Work instructions » Exactly as written, transcribe the lines that run from the one containing "Keypoint placement for each instance of the green leaf: set" to the end of the records below.

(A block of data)
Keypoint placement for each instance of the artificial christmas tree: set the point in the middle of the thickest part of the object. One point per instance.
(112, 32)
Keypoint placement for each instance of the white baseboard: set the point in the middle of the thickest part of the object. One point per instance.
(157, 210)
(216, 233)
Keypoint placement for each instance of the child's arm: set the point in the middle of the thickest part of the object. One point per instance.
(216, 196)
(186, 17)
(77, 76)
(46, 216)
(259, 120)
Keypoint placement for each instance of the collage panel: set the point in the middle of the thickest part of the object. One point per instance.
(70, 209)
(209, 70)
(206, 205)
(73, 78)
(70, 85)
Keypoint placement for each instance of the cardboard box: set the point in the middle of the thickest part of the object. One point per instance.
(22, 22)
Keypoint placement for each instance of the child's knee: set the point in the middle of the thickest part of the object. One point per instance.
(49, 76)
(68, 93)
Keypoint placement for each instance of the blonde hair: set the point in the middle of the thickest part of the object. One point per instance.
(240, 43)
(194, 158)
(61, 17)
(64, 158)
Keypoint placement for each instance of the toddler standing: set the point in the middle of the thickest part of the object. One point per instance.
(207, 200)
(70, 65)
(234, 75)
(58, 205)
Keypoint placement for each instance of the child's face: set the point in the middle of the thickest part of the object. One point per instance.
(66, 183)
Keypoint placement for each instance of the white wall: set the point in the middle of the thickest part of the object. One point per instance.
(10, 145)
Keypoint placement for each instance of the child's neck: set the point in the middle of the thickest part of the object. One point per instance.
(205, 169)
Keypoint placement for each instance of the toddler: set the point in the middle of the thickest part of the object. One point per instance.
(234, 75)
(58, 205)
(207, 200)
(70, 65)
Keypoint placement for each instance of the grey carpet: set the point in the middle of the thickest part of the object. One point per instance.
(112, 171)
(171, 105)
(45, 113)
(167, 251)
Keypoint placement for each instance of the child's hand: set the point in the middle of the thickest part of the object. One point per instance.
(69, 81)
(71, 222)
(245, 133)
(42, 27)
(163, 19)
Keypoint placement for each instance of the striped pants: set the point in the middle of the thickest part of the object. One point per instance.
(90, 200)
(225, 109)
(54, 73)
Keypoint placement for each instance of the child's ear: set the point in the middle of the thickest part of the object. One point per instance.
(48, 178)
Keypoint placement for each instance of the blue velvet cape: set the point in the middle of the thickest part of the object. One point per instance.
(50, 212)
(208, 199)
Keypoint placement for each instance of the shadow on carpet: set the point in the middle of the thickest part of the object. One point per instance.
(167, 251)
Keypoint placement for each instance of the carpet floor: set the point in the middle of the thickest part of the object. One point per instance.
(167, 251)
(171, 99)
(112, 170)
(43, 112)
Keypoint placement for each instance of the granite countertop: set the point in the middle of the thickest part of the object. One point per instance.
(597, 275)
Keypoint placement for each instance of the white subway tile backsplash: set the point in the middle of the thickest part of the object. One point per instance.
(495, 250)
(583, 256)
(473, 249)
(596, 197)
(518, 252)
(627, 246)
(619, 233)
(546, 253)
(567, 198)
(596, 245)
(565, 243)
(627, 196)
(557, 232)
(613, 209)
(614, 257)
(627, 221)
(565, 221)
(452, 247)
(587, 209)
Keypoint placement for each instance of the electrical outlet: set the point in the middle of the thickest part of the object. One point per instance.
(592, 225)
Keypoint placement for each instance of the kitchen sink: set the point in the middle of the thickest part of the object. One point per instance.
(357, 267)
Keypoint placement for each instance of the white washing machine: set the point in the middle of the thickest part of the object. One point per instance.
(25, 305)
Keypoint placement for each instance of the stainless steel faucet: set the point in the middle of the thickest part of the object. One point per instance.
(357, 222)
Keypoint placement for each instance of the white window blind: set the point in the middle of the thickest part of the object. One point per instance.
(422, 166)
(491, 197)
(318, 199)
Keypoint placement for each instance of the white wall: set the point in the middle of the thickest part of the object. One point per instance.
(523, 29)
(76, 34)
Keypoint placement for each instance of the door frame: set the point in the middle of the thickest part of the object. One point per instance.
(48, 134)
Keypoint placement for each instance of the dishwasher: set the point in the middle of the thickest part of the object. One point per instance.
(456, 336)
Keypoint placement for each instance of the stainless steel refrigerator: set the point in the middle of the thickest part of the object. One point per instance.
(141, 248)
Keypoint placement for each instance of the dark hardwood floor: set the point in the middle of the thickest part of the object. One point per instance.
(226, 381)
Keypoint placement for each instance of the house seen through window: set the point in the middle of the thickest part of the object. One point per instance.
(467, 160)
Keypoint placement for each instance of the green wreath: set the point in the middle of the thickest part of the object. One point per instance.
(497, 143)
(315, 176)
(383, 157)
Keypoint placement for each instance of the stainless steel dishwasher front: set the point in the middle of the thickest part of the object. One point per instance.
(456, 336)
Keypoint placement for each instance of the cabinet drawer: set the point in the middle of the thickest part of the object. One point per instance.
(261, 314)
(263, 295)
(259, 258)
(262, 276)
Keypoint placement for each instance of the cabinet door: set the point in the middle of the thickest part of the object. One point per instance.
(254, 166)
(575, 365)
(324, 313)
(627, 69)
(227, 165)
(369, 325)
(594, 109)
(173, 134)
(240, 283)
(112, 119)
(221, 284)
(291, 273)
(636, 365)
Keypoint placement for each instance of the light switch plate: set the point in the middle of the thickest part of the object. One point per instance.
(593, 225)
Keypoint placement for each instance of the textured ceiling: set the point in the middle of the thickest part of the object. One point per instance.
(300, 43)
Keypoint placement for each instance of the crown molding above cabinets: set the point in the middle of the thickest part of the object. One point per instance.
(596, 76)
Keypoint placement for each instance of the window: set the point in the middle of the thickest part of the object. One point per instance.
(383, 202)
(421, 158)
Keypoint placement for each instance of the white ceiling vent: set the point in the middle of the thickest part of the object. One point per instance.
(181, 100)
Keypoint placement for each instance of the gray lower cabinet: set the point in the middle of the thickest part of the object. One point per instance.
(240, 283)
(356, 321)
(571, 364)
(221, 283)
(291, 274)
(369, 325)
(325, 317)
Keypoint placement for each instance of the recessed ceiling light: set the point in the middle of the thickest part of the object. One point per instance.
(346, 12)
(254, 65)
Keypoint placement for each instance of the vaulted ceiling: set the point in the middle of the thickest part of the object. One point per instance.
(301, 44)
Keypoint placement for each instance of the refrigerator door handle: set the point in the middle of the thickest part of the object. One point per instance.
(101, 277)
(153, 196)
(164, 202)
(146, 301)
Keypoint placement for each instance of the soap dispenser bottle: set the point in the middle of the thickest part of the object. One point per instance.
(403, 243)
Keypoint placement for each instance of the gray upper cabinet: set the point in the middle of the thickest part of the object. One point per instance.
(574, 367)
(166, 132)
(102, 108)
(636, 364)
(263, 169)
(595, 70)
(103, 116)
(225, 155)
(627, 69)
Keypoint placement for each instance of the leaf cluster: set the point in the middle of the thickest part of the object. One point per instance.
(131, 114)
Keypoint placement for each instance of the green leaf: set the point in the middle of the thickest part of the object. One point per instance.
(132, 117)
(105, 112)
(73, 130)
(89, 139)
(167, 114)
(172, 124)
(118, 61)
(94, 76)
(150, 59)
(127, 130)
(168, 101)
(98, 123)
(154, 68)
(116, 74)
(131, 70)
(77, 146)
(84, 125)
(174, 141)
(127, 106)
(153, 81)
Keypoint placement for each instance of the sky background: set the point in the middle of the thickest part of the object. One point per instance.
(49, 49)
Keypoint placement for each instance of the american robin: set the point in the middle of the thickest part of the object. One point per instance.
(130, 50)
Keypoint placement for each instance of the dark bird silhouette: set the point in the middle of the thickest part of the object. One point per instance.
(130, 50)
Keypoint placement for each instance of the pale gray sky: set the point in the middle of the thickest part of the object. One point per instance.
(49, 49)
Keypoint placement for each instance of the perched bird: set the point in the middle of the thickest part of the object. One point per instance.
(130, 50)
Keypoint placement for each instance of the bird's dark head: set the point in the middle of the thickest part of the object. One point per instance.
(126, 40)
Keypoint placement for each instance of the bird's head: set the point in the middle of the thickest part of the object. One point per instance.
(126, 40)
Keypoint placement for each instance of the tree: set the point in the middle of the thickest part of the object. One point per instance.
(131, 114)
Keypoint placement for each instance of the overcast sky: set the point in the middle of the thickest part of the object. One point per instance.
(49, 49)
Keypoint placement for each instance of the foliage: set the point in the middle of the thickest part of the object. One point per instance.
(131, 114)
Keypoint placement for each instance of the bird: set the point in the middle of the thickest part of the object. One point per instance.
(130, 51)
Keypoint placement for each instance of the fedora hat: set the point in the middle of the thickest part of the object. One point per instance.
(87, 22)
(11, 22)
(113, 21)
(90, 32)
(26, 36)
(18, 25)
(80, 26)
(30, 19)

Worked answer »
Keypoint placement for each instance of the green leaf: set the point in the middle of the thickest part of the object. One point per instance.
(132, 117)
(105, 112)
(73, 130)
(89, 139)
(167, 114)
(172, 124)
(118, 61)
(94, 76)
(150, 59)
(127, 130)
(168, 101)
(98, 123)
(154, 68)
(116, 74)
(131, 70)
(77, 146)
(84, 125)
(174, 141)
(127, 106)
(153, 81)
Keypoint placement for each instance of the sky background: set the point in the middle of the thickest part of the object. One point per instance.
(49, 49)
Keypoint placement for each instance of the american robin: set the point in the middle of the thickest part of the object. One point per instance.
(130, 50)
Keypoint placement for each instance of the dark bird silhouette: set the point in the middle of the thickest part of the object. One point per instance.
(130, 50)
Keypoint placement for each instance of the pale gray sky: set the point in the middle of the thickest part of the object. One point per instance.
(49, 49)
Keypoint placement for each instance of the perched bird: set the point in the middle of the thickest part of the object. One point per instance.
(130, 50)
Keypoint placement for each instance of the bird's dark head: set the point in the middle of the thickest part of the object. One point per instance.
(126, 40)
Keypoint placement for each instance of the bird's head: set the point in the middle of the thickest part of the object. One point per instance.
(126, 40)
Keypoint placement for each instance of the tree: set the point in the middle of the thickest part of the object. One point per instance.
(131, 114)
Keypoint placement for each instance of the overcast sky: set the point in the middle of the thickest part of the object. One point per instance.
(49, 49)
Keypoint placement for each instance of the foliage: set the point in the middle of the thickest part of the object. One point per instance.
(131, 114)
Keypoint placement for each instance of the bird: set the point in the middle of the thickest part of the object. One point per instance.
(130, 51)
Keypoint placement for each instance of the fedora hat: set the point in the middle of the thickest part of the object. One point per instance.
(87, 22)
(11, 22)
(113, 21)
(90, 32)
(26, 36)
(18, 25)
(80, 26)
(30, 19)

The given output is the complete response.